→ **PASSAGE TO READ**:
☆ ☆ ☆ ☆

(Idea) Buy Valaris
By: Jon Costello
Valaris Ltd. (VAL) is a Bermuda-domiciled offshore contract drilling company. I’ve followed the name for the past few years but never invested due to the industry's vulnerability to fickle day rates and its brutal cyclical downturns.
However, my interest was recently piqued when VAL shares fell into the low $30s. I began buying after realizing that macro trends within the industry favor a continuation of its upcycle and that a cash flow inflection could generate multi-bagger returns from current prices.
Based on conservative assumptions over the next few years, I believe VAL shares remain extremely undervalued. They’re one of my favorite ways to play higher oil prices and navigate range-bound or potentially sideways oil price action over the next 18 to 24 months.

☆ ☆ ☆ ☆

→ **LIST OF TASKS**:
1. List every point the Valaris piece gives in favor of buying or holding VAL shares.
2. Carry on the Valaris investment piece from the point where it stops.

☆ ☆ ☆ ☆

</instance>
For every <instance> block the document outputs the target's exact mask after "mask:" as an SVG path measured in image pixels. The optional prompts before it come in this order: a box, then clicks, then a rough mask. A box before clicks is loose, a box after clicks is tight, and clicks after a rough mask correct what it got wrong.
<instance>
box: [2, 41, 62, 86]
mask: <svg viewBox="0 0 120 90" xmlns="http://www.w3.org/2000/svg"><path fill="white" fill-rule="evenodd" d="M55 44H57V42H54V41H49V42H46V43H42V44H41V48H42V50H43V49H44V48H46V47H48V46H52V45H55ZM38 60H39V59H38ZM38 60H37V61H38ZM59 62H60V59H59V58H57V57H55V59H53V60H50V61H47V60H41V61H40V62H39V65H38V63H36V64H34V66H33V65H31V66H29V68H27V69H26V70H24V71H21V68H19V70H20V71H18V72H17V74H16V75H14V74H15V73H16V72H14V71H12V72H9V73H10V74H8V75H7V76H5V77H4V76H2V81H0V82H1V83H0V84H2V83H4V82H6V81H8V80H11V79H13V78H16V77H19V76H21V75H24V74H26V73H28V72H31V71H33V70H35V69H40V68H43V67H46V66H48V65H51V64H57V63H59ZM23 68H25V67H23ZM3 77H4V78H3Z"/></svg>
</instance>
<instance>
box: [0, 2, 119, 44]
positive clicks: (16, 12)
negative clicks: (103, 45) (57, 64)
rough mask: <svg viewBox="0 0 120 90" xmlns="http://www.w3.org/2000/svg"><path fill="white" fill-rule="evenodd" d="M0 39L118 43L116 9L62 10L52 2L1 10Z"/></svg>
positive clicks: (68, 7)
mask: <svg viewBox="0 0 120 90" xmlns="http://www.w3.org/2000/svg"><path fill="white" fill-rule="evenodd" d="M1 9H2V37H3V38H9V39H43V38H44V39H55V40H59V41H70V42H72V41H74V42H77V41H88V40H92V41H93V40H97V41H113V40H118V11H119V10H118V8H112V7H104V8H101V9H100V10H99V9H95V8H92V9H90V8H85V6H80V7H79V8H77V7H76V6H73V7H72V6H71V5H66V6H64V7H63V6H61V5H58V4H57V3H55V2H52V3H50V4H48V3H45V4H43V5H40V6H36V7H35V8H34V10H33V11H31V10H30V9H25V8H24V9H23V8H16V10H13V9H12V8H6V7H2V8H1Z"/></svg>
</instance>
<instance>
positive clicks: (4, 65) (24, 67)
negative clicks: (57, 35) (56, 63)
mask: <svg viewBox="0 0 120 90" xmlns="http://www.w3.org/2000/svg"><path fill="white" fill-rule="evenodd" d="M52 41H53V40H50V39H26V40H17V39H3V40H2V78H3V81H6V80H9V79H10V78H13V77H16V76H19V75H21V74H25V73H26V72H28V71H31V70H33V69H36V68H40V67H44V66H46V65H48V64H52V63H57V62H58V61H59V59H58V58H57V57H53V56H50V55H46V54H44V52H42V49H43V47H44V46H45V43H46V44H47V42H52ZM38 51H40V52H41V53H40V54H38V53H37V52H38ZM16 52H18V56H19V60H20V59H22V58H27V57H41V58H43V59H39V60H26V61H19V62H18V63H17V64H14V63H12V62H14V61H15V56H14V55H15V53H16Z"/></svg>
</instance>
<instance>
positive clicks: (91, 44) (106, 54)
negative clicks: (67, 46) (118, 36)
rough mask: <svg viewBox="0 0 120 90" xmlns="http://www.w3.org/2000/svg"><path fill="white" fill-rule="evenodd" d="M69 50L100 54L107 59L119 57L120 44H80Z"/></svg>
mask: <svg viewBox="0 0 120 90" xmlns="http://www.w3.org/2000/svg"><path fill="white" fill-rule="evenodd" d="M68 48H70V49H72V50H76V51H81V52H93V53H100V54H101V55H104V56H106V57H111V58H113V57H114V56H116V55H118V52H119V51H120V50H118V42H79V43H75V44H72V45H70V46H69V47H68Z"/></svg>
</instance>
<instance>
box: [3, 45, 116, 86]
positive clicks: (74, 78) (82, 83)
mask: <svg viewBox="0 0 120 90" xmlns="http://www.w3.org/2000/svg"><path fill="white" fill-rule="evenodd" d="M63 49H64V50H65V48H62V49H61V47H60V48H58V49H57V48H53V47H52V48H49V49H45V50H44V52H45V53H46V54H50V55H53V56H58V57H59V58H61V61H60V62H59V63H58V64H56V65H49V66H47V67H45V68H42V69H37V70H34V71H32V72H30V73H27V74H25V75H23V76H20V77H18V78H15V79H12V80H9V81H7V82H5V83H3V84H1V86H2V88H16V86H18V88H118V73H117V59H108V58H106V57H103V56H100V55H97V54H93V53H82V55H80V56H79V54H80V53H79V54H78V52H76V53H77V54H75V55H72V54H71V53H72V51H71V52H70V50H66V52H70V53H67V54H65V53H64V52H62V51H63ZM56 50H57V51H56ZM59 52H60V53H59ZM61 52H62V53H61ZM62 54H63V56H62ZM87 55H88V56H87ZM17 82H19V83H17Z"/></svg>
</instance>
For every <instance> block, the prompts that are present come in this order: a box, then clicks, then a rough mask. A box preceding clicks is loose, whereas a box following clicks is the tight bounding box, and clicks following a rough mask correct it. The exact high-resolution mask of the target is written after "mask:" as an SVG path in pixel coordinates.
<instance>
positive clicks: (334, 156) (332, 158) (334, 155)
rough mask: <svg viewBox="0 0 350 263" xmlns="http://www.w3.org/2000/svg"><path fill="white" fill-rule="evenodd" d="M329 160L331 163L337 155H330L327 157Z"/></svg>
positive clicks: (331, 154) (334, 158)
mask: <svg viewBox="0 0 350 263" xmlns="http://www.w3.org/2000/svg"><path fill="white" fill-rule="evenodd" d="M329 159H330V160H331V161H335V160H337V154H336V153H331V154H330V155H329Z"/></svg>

☆ ☆ ☆ ☆

→ **WRITTEN RESPONSES**:
1.
- The shares fell into the low $30s.
- Macro trends within the industry favor a continuation of its upcycle.
- A cash flow inflection could generate multi-bagger returns from current prices.
- Based on conservative assumptions over the next few years, the shares remain extremely undervalued.
- They are a way to play higher oil prices.
- They are a way to navigate range-bound or potentially sideways oil price action over the next 18 to 24 months.

2.
Valaris Emerges from Bankruptcy
VAL is the successor to Ensco Rowan, which was formed through Ensco’s acquisition of Atwood Oceanics in 2017 for $839 million and then its acquisition of Rowan in 2018 for $2.4 billion. Ensco Rowan entered bankruptcy in August 2020.
At the time of the bankruptcy, the company listed $12.9 billion of assets and $7.3 billion of long-term debt. In bankruptcy, it reduced long-term debt by $6.5 billion. Its existing credit facility and unsecured notes were converted to equity.
The company also secured a $520 million capital injection and $550 million of new 8.25% Senior Secured Notes that mature on April 30, 2028. Interest on the Notes can be paid in kind at 12% for the life of the note. Old shareholders received warrants issued on 5.6 million new VAL shares. The warrants expire in April 2028 and have a $131.25 strike price.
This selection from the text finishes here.